[begin Task material]

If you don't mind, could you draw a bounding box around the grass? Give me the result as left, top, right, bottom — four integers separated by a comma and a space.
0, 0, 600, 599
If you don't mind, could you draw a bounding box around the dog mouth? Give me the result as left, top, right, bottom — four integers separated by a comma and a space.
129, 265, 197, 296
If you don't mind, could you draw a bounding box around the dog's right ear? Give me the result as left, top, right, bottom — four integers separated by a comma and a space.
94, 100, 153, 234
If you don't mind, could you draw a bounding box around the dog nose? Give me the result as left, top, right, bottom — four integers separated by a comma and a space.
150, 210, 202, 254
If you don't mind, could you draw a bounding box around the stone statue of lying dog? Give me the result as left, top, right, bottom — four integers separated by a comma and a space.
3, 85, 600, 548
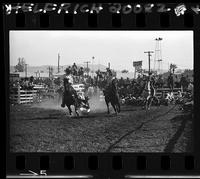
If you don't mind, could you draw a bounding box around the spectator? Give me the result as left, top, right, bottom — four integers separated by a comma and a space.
156, 75, 164, 88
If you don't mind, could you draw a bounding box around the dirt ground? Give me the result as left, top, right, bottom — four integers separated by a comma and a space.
10, 99, 193, 152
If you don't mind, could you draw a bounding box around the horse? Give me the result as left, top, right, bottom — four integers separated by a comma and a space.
142, 80, 159, 110
103, 79, 121, 114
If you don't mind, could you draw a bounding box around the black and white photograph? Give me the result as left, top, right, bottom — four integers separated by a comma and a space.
9, 30, 194, 153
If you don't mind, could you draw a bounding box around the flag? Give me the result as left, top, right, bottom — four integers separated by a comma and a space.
133, 61, 142, 67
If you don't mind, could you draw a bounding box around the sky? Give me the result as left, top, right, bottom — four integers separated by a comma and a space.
9, 30, 193, 71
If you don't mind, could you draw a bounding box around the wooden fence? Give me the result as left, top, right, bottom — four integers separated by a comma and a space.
156, 88, 182, 97
10, 87, 38, 104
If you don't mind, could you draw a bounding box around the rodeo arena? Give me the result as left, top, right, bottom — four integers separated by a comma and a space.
9, 54, 193, 152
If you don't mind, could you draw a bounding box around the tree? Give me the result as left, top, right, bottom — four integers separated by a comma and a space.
15, 58, 25, 72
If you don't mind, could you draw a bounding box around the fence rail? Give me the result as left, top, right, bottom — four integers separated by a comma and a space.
10, 88, 38, 104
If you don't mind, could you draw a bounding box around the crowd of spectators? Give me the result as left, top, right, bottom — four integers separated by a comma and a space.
10, 63, 193, 100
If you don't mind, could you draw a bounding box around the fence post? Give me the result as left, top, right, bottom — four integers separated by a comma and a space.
17, 85, 21, 104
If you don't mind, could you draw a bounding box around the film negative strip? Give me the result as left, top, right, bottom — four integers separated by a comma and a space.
2, 3, 200, 179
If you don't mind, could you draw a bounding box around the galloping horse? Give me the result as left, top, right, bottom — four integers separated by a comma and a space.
61, 84, 79, 116
103, 79, 120, 114
142, 79, 159, 110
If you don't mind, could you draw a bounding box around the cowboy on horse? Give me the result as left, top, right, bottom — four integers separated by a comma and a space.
103, 70, 120, 114
61, 78, 78, 108
143, 73, 159, 110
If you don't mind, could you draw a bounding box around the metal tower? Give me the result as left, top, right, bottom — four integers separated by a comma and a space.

[end Task material]

What you should do: Reproduce all of the data above word for word, leaving out the pictures.

Exercise response:
If you don't mind, could you draw a bounding box around the grass? Give me the result as left, top, right, bottom — four integers separated by a comma and a space.
0, 0, 600, 599
If you don't mind, could you draw a bounding box around the dog mouth? Give me the result as left, top, right, bottom — four integers separated by a comma and a space.
129, 265, 197, 296
If you don't mind, could you draw a bounding box around the dog's right ear? Give me the result as left, top, right, bottom — four integers separated by a comma and a space.
94, 100, 153, 234
If you don't mind, could you draw a bounding box around the dog nose? Give me the result as left, top, right, bottom — four integers separated by a comma and a space.
150, 210, 202, 254
If you don't mind, could you draw a bounding box around the stone statue of lying dog? Give me the result as left, top, right, bottom — four integers separated by a comma and a space.
3, 85, 600, 548
If you don't mind, could you draw a bounding box around the spectator? Give me the result as left, top, right, bottom — four integers separated by a comma and a space.
156, 75, 164, 88
If you don't mind, could you draw a bounding box around the dirt ground? Give me the result as left, top, right, bottom — four integers separated by a comma and a space.
10, 99, 193, 152
If you don't mind, could you draw a bounding box around the horse? Give me the result as left, top, right, bottom — four integers separated by a comma and a space.
142, 80, 159, 110
103, 79, 121, 114
If you don't mind, could you draw a bounding box around the black and white photograph? Give me the result as left, top, right, bottom — four integers separated by a comma and a space.
9, 30, 194, 153
If you don't mind, could you draw a bounding box around the flag? Give me the result as left, top, right, bottom — four integers separated by a comma and a space.
133, 61, 142, 67
If you don't mind, could you draw a bounding box around the sky? Give me the result as left, top, right, bottom — four integers separated by a comma and a space.
9, 30, 193, 71
If you don't mind, could you draw a bounding box around the wooden fence? Give me the result as left, top, right, bottom — four integers separated by a comma and a space.
156, 88, 182, 97
10, 87, 38, 104
If you don't mind, could you draw a bounding box around the rodeo arena? Give me the result as left, top, right, bottom — four integers separated by a comma and a space.
9, 54, 193, 152
If you don't mind, could you draw a bounding box around the tree? Give me the result as left, top, right, bottom — four integers separated by a comma and a space.
15, 58, 25, 72
If you don't mind, could you draw a bounding box around the fence rail? Give me the result as left, top, right, bottom — four integers separated by a comma and a space.
10, 88, 38, 104
If you don't mind, could you draw a bounding box around the crowd of spectators? Give me the result as left, top, right, bottom — four integers separated by a comma and a space.
10, 63, 193, 100
If you don't mind, could you draw a bounding box around the fence post? Give me the result as left, top, right, bottom — four integers separated by a comma and a space.
17, 85, 21, 104
If you don't mind, could you draw a bounding box around the film negative strip? Give me the result as left, top, right, bottom — four integers separated by a comma and a space.
2, 3, 200, 179
If you don't mind, could you draw a bounding box around the galloping horse? Give me the result as left, top, right, bottom — four integers separated by a comma and a space.
61, 84, 79, 116
103, 79, 120, 114
142, 79, 159, 110
If you don't mind, could you draw a bounding box around the cowboy on horse? Give me the result as left, top, right, bottom — four integers separated by a comma and a space.
103, 70, 120, 114
61, 78, 78, 108
143, 73, 159, 110
If you don't mind, could you draw a bounding box around the metal tower? Give me the result as left, top, right, bottom — four integers separated by a comma and a space.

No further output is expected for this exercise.